▶ [ИСПОЛЬЗУЯ ИНФОРМАЦИЮ]
a) Воспроизведите дословно отрывок из фрагмента текста от слов «Что же касается» до слов «MAN (31 Дек 2014)» включительно.
b) Когда и где, согласно фрагменту текста, пройдет концерт Надежды Кадышевой и ее ансамбля?

# Концерт ансамбля "Золотое Кольцо" Н.Кадышевой



## zet10 (30 Дек 2014)

Дорогие друзья! Всем кому интересна русская народная песня и музыка,хочу пригласить на концерт Надежды Кадышевой и её ансамбля "Золотое Кольцо",который пройдет 11 января в театре "Золотое Кольцо".
Так же послушаете инструменты фирмы "Fantini-Zhmodik",которые мы изготовили по спецзаказу Надежды Кадышевой,для её ансамбля,а так же для Новогодних подарков Министерству Культуры Российской Федерации.
Более подробные фото и видеозапись постараюсь выложить на форум 12 числа.


----------



## Jupiter (31 Дек 2014)

Я как то прохладно всегда относился к эстрадному исполнению русской песни. "Не врёт только пьяный и ребёнок"- так гласит пословица русская. Вот и я к "Золотому кольцу" начал присматриваться тогда,когда моя внучка,наполовину чешка(по отцу) с полутора-двух лет внимательно и с интересом слушала только "Золотое кольцо"( из российской эстрады и классиики.).Сейчас ей десятый год и по прежнему иногда достаёт DVD и слушает этот театр и Кадышеву. Я не критик, но "Золотое кольцо" без пошлости,амбиций. А форма,в которой преподносят Русскую песню,пусть и похожа на "гуцы-гуцы",но главное,что доходчиво доведена до слушателя. 
Что же касается инструментов Фантини- все инструменты,идущие через Жмодика Юрия модернизированы им под российский рынок и мало чем отличаются от более дорогих "итальянцев". Хотя в Италии я бы не купил себе эту марку.Но в Россию,повторюсь,идёт совершенно другой инструмент чем в Великобританию,где как известно,нет вообще даже музыкальных школ на гос.уровне...


----------



## MAN (31 Дек 2014)

▶ [ПРЕДОСТАВЛЕННЫЕ ДАННЫЕ]
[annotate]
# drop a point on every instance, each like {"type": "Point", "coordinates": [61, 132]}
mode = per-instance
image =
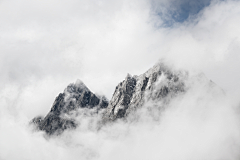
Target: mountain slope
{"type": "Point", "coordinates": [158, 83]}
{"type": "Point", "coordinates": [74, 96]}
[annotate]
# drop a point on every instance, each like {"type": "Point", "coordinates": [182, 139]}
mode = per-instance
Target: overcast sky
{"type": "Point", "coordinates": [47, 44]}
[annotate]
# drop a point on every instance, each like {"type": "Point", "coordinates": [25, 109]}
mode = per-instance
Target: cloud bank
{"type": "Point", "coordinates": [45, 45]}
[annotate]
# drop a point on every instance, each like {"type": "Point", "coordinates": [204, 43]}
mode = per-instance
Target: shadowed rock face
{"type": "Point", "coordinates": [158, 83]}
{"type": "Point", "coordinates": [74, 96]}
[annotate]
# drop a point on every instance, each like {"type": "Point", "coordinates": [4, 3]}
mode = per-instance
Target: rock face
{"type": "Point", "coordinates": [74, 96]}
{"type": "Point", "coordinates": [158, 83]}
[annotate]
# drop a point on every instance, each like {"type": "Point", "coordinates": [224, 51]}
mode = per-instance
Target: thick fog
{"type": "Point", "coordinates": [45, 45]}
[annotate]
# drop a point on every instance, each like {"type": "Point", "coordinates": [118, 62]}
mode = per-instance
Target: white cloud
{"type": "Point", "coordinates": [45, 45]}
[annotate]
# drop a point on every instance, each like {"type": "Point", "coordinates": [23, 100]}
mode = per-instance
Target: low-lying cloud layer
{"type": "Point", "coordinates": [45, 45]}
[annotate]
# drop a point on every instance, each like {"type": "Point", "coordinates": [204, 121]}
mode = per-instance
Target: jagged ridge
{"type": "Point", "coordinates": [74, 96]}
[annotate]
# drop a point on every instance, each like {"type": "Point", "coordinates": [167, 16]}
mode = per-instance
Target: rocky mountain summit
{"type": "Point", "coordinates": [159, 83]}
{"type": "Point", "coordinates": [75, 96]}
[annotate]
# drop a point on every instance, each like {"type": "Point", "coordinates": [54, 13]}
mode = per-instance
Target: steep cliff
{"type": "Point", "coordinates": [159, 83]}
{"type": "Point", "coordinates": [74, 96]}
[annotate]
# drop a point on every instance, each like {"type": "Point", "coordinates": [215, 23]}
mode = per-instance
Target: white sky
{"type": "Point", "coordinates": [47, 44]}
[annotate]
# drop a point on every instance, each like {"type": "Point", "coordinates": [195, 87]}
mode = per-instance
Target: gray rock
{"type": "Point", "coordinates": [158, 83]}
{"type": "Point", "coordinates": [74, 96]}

* * *

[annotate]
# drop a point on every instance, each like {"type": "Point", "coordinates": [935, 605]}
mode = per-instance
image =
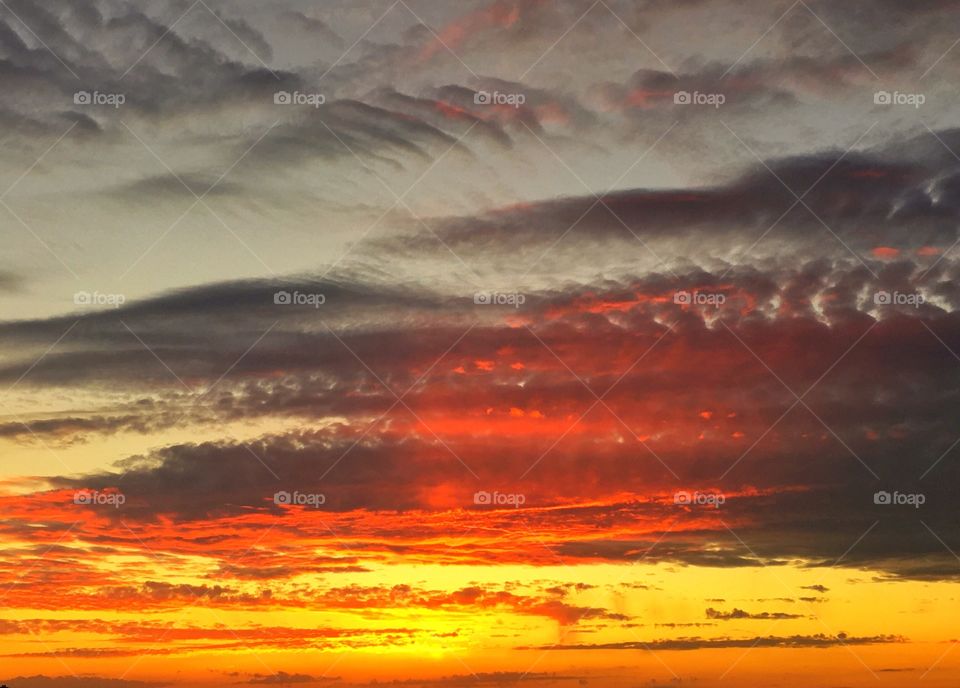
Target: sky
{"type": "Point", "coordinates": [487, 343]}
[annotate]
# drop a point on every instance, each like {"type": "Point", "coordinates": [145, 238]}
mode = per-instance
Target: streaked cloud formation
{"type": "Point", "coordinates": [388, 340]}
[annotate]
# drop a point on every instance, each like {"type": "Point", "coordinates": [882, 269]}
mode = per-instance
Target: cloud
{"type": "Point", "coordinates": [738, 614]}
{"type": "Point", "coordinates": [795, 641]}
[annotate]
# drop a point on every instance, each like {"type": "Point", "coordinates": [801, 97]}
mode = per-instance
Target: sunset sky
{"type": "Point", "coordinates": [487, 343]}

---

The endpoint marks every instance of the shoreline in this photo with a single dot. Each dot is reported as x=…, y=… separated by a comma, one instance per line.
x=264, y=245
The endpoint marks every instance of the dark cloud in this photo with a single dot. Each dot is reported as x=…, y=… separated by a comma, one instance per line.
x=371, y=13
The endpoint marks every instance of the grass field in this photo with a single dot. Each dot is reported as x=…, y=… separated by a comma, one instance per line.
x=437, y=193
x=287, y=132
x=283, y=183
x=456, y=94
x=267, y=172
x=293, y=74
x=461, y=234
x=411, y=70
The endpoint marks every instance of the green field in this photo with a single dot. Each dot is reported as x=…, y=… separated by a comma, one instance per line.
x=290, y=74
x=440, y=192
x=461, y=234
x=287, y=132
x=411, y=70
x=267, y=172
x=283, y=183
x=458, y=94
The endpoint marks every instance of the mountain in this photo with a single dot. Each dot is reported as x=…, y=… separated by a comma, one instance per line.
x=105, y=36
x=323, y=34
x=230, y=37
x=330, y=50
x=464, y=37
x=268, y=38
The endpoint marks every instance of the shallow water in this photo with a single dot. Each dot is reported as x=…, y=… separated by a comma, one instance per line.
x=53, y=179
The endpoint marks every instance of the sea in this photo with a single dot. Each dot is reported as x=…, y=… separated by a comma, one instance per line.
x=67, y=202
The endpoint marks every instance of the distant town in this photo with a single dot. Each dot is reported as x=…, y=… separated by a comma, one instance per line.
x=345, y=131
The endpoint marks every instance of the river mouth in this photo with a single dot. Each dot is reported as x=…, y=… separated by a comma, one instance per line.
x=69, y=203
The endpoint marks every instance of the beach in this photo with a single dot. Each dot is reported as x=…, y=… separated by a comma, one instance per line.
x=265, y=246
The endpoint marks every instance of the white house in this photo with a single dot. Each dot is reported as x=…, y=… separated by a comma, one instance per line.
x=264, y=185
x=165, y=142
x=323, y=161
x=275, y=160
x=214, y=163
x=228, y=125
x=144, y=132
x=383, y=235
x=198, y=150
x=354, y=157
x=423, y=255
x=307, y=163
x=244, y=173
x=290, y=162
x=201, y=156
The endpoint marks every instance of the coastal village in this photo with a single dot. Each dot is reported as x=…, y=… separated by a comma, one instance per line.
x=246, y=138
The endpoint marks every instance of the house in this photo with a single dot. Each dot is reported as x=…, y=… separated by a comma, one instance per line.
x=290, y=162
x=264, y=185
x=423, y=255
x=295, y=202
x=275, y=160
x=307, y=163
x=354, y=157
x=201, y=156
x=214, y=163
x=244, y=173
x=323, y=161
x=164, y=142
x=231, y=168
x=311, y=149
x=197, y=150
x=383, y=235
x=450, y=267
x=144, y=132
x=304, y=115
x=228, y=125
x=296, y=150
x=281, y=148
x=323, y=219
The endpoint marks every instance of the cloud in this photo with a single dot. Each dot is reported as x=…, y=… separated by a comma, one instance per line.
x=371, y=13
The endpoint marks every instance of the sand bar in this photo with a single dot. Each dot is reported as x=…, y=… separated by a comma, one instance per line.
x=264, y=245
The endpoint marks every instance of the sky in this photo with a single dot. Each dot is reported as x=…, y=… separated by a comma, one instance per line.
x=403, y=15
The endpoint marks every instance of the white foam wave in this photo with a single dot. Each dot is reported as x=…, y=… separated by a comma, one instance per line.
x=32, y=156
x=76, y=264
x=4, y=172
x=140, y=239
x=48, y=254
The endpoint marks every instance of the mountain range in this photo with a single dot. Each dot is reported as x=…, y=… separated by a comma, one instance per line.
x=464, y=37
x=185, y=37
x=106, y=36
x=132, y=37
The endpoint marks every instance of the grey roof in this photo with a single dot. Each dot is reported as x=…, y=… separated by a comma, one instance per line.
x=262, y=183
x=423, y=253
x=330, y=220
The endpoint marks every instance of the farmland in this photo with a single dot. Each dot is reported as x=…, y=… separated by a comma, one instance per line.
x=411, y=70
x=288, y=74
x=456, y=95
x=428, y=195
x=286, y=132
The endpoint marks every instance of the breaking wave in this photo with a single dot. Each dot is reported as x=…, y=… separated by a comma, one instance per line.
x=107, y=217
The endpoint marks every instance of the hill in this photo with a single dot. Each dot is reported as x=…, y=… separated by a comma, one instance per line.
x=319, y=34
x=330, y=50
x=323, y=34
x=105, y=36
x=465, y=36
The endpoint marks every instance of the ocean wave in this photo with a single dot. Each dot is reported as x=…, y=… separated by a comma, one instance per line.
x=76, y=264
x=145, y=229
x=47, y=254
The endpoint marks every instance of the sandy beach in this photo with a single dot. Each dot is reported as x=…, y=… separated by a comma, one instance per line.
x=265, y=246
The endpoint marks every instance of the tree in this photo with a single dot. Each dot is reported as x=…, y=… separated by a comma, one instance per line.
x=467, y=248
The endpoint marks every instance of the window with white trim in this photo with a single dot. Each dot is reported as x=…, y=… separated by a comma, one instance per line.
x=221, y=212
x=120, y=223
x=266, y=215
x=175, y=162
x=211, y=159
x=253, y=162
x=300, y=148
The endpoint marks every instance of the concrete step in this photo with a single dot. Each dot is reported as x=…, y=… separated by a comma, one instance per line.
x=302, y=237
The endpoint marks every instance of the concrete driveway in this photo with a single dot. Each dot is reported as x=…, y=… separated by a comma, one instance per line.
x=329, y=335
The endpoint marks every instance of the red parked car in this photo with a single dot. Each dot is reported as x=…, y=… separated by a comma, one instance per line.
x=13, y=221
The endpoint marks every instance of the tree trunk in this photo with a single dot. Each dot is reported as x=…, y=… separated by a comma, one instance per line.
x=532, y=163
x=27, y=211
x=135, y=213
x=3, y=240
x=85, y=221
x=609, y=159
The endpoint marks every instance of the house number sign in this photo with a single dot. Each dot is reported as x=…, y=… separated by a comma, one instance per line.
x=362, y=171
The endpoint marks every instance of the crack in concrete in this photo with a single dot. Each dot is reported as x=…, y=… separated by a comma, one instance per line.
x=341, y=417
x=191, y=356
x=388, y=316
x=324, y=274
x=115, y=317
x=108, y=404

▶ [ПОЛУЧЕННЫЕ ОТВЕТЫ]
a)
Что же касается инструментов Фантини- все инструменты,идущие через Жмодика Юрия модернизированы им под российский рынок и мало чем отличаются от более дорогих "итальянцев". Хотя в Италии я бы не купил себе эту марку.Но в Россию,повторюсь,идёт совершенно другой инструмент чем в Великобританию,где как известно,нет вообще даже музыкальных школ на гос.уровне...


----------



## MAN (31 Дек 2014)

b) Концерт пройдет 11 января в театре «Золотое Кольцо».